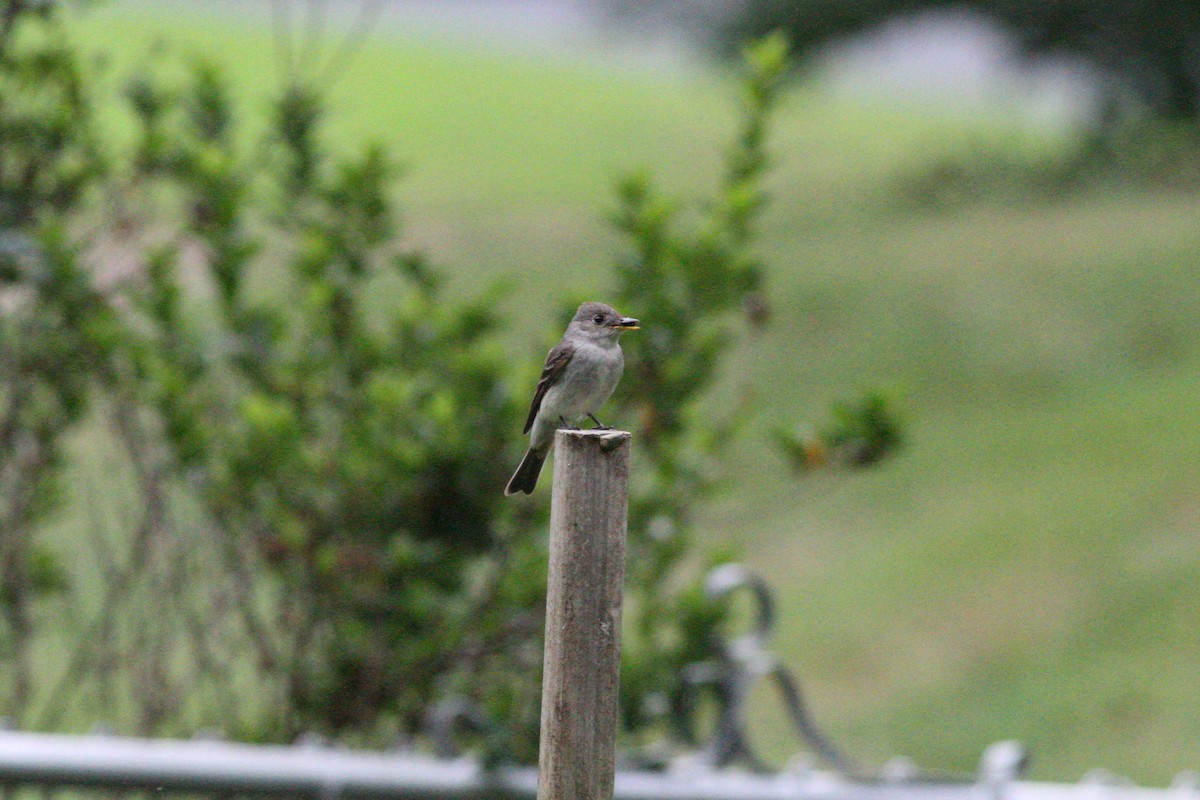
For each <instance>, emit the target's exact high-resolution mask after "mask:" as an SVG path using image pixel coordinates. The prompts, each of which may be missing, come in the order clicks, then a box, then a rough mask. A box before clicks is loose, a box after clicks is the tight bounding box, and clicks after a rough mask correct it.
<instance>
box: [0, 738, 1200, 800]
mask: <svg viewBox="0 0 1200 800" xmlns="http://www.w3.org/2000/svg"><path fill="white" fill-rule="evenodd" d="M1019 753H1020V748H1019V746H1016V745H1014V744H1013V742H1000V744H997V745H994V746H992V747H990V748H988V751H986V752H985V753H984V757H983V760H982V764H980V770H979V774H978V776H976V777H974V778H973V780H967V781H962V782H932V781H928V780H923V778H920V777H906V776H902V775H900V776H896V777H895V778H892V780H887V778H881V780H876V781H871V782H863V781H857V780H853V778H847V777H845V776H844V775H842V774H840V772H835V771H826V770H815V769H802V770H791V771H784V772H780V774H775V775H767V774H752V772H739V771H733V770H725V769H714V768H710V766H704V765H703V764H701V763H692V764H691V765H690V766H684V768H676V769H668V770H665V771H618V772H617V782H616V794H614V798H616V800H1200V790H1198V783H1196V778H1195V775H1194V774H1182V775H1181V776H1180V777H1178V778H1177V780H1176V783H1175V784H1174V786H1172V787H1171V788H1168V789H1147V788H1140V787H1133V786H1128V784H1124V783H1122V782H1120V781H1115V780H1110V778H1105V777H1103V776H1099V775H1097V776H1092V777H1090V778H1086V780H1085V781H1082V782H1080V783H1074V784H1056V783H1038V782H1028V781H1018V780H1015V770H1016V769H1018V766H1019V764H1018V763H1015V760H1014V758H1013V756H1015V754H1019ZM0 784H2V786H5V787H20V786H34V787H42V788H46V789H49V788H74V789H108V790H148V792H155V793H167V792H180V793H193V794H194V793H203V794H212V795H230V794H252V795H274V796H308V798H318V799H320V800H334V799H337V798H392V799H396V800H458V799H466V798H472V799H484V798H497V799H514V800H515V799H518V798H522V799H523V798H535V796H536V771H535V770H533V769H517V768H510V769H499V770H494V771H487V770H484V769H482V768H481V766H480V765H479V763H478V762H475V760H474V759H469V758H456V759H439V758H433V757H430V756H422V754H419V753H413V752H407V751H404V752H396V753H367V752H352V751H344V750H338V748H332V747H326V746H320V745H308V744H299V745H293V746H277V745H244V744H230V742H224V741H212V740H194V741H179V740H175V741H169V740H150V739H131V738H122V736H110V735H89V736H68V735H58V734H35V733H19V732H0Z"/></svg>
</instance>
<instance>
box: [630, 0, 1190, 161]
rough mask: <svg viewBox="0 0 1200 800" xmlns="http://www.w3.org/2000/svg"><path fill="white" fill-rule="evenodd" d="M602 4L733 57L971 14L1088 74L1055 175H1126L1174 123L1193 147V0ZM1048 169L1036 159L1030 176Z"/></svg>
mask: <svg viewBox="0 0 1200 800" xmlns="http://www.w3.org/2000/svg"><path fill="white" fill-rule="evenodd" d="M607 6H608V7H610V8H612V10H613V11H614V13H616V14H617V16H618V17H626V18H628V17H632V18H635V19H644V18H646V17H647V16H653V17H654V18H656V19H658V20H659V22H660V23H661V24H667V25H676V26H684V28H686V29H689V30H690V31H691V32H692V34H694V35H695V36H696V37H697V38H700V40H701V41H703V42H704V43H706V44H708V46H709V47H710V48H713V49H715V50H716V52H719V53H722V54H726V55H734V54H736V53H737V49H738V47H740V43H742V42H745V41H752V40H756V38H760V37H762V36H764V35H767V34H769V32H772V31H781V32H784V34H785V35H786V36H787V37H788V38H790V41H791V42H792V46H793V48H794V50H796V53H797V54H798V55H799V56H802V58H803V56H808V55H810V54H812V53H816V52H818V50H820V48H821V47H822V46H824V44H828V43H829V42H832V41H835V40H838V38H841V37H847V36H852V35H857V34H862V32H864V31H868V30H870V29H872V28H875V26H878V25H881V24H882V23H884V22H887V20H888V19H889V18H893V17H899V16H905V14H916V13H920V12H929V11H947V12H962V11H973V12H978V13H982V14H983V16H985V17H988V18H990V19H994V20H996V22H997V23H1000V24H1001V25H1002V26H1003V28H1004V29H1006V30H1007V31H1008V32H1009V34H1010V35H1012V36H1013V37H1014V38H1015V41H1016V43H1018V47H1019V48H1020V49H1021V50H1022V52H1024V53H1025V54H1026V55H1028V56H1034V58H1036V56H1062V55H1066V56H1072V58H1078V59H1080V60H1082V61H1084V62H1085V64H1087V65H1090V66H1091V67H1093V70H1094V76H1096V78H1097V82H1098V86H1097V88H1098V90H1099V97H1100V100H1099V109H1098V114H1097V115H1096V118H1094V120H1092V125H1091V130H1090V131H1088V132H1087V134H1086V136H1085V137H1084V138H1082V139H1081V142H1080V146H1079V148H1078V149H1076V150H1075V151H1074V152H1073V154H1072V155H1070V157H1069V158H1068V160H1067V163H1064V164H1062V166H1061V169H1057V170H1056V169H1055V166H1054V164H1051V166H1050V169H1051V170H1052V172H1054V173H1055V174H1054V175H1052V176H1051V178H1052V179H1057V180H1066V181H1068V182H1069V181H1070V180H1072V179H1075V178H1079V176H1080V173H1086V172H1091V169H1090V168H1091V167H1094V164H1105V166H1114V167H1115V168H1116V169H1117V170H1118V172H1120V173H1121V174H1122V175H1123V176H1128V175H1129V173H1130V168H1132V167H1136V166H1138V163H1134V161H1140V157H1134V161H1132V160H1130V158H1129V157H1127V156H1126V155H1124V154H1127V152H1128V151H1129V149H1130V148H1132V149H1133V150H1135V151H1136V150H1139V149H1141V148H1144V146H1147V148H1150V150H1152V151H1157V150H1159V149H1162V148H1163V146H1166V148H1172V146H1174V145H1176V144H1178V142H1180V139H1178V136H1177V134H1178V132H1180V130H1181V126H1182V127H1183V128H1186V130H1187V131H1188V132H1189V136H1188V137H1187V143H1188V148H1187V150H1188V151H1189V152H1190V156H1189V160H1188V161H1189V162H1190V163H1194V162H1195V158H1196V157H1195V152H1196V151H1198V150H1200V131H1198V124H1200V53H1198V50H1196V42H1195V31H1196V30H1200V4H1198V2H1195V0H1152V1H1151V2H1127V1H1123V0H1056V1H1054V2H1038V1H1036V0H866V1H862V2H848V1H846V0H738V1H736V2H730V4H715V5H714V4H690V2H683V1H680V0H652V1H650V2H642V1H638V2H631V1H628V0H608V2H607ZM1147 120H1148V121H1150V122H1152V124H1147ZM1164 142H1165V144H1164ZM1148 158H1150V162H1152V163H1150V164H1146V166H1148V167H1151V168H1152V169H1151V173H1148V174H1144V173H1136V172H1135V173H1134V174H1136V175H1142V176H1150V178H1152V176H1153V175H1154V174H1157V173H1156V172H1154V170H1153V162H1156V161H1157V160H1156V158H1154V157H1153V155H1151V156H1150V157H1148ZM1045 167H1046V166H1045V164H1038V166H1037V167H1036V168H1034V170H1031V172H1039V170H1042V169H1044V168H1045ZM1031 178H1032V176H1031ZM1043 178H1044V176H1043ZM1031 182H1033V181H1031ZM1043 182H1045V181H1044V180H1043Z"/></svg>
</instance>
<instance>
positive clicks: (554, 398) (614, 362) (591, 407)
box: [504, 302, 637, 494]
mask: <svg viewBox="0 0 1200 800" xmlns="http://www.w3.org/2000/svg"><path fill="white" fill-rule="evenodd" d="M636 330H637V320H636V319H631V318H629V317H622V315H620V314H618V313H617V309H616V308H613V307H612V306H606V305H604V303H602V302H586V303H583V305H582V306H580V309H578V311H577V312H575V318H574V319H572V320H571V324H570V325H568V326H566V332H565V333H563V338H562V339H560V341H559V342H558V344H556V345H554V347H553V349H552V350H551V351H550V354H548V355H547V356H546V366H545V367H542V371H541V380H539V381H538V390H536V391H535V392H534V395H533V404H530V407H529V417H528V419H527V420H526V427H524V432H526V433H529V450H528V451H526V456H524V458H522V459H521V465H520V467H517V471H516V473H514V474H512V477H511V479H509V485H508V486H506V487H505V488H504V494H516V493H517V492H524V493H526V494H532V493H533V488H534V487H535V486H538V475H540V474H541V465H542V463H544V462H545V461H546V456H547V455H548V453H550V449H551V446H552V445H553V444H554V432H556V431H557V429H558V428H560V427H564V428H569V427H572V426H574V423H575V422H578V421H581V420H582V419H583V417H589V419H590V420H592V421H593V422H595V423H596V427H600V428H604V427H607V426H604V425H601V423H600V420H598V419H596V417H595V413H596V411H598V410H600V407H601V405H604V402H605V401H606V399H608V396H610V395H612V390H613V389H616V387H617V381H618V380H620V371H622V369H623V368H624V366H625V357H624V356H623V355H622V353H620V344H619V343H618V341H617V339H618V337H619V336H620V333H622V332H623V331H636ZM530 431H532V432H533V433H530Z"/></svg>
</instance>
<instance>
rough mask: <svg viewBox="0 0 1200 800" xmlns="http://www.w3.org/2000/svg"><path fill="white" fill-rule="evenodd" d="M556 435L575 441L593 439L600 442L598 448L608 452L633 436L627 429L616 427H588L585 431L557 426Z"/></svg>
mask: <svg viewBox="0 0 1200 800" xmlns="http://www.w3.org/2000/svg"><path fill="white" fill-rule="evenodd" d="M554 435H556V437H562V438H563V440H564V441H565V440H568V439H575V440H576V441H581V440H586V439H595V440H596V441H599V443H600V450H602V451H605V452H610V451H612V450H616V449H617V447H619V446H622V445H623V444H625V443H628V441H629V440H630V439H632V438H634V434H631V433H630V432H629V431H618V429H617V428H608V429H605V428H588V429H586V431H583V429H577V431H571V429H570V428H559V429H558V432H557V433H556V434H554Z"/></svg>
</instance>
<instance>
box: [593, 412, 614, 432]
mask: <svg viewBox="0 0 1200 800" xmlns="http://www.w3.org/2000/svg"><path fill="white" fill-rule="evenodd" d="M588 419H589V420H592V421H593V422H595V423H596V427H595V429H596V431H612V426H611V425H605V423H604V422H601V421H600V420H598V419H595V416H593V415H592V414H588Z"/></svg>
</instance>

-=-=-=-=-

### YOUR OBJECTIVE
Set down, exactly as they appear, the line holding "435L575 441L593 439L600" and every line after it until the records end.

### WORKED SOLUTION
rough mask: <svg viewBox="0 0 1200 800" xmlns="http://www.w3.org/2000/svg"><path fill="white" fill-rule="evenodd" d="M556 435L575 441L593 439L600 442L598 448L608 452L633 436L627 429L616 427H588L585 431L557 426Z"/></svg>
mask: <svg viewBox="0 0 1200 800" xmlns="http://www.w3.org/2000/svg"><path fill="white" fill-rule="evenodd" d="M554 435H556V437H562V438H563V440H564V441H565V440H568V439H575V440H576V441H581V440H586V439H595V440H596V441H599V443H600V450H602V451H605V452H610V451H612V450H616V449H617V447H619V446H622V445H623V444H625V443H628V441H629V440H630V439H632V438H634V434H631V433H630V432H629V431H618V429H617V428H608V429H605V428H588V429H586V431H583V429H577V431H571V429H570V428H559V429H558V432H557V433H556V434H554Z"/></svg>
</instance>
<instance>
box: [593, 412, 614, 432]
mask: <svg viewBox="0 0 1200 800" xmlns="http://www.w3.org/2000/svg"><path fill="white" fill-rule="evenodd" d="M588 419H589V420H592V421H593V422H595V423H596V427H595V429H596V431H612V426H611V425H605V423H604V422H601V421H600V420H598V419H595V416H593V415H592V414H588Z"/></svg>
</instance>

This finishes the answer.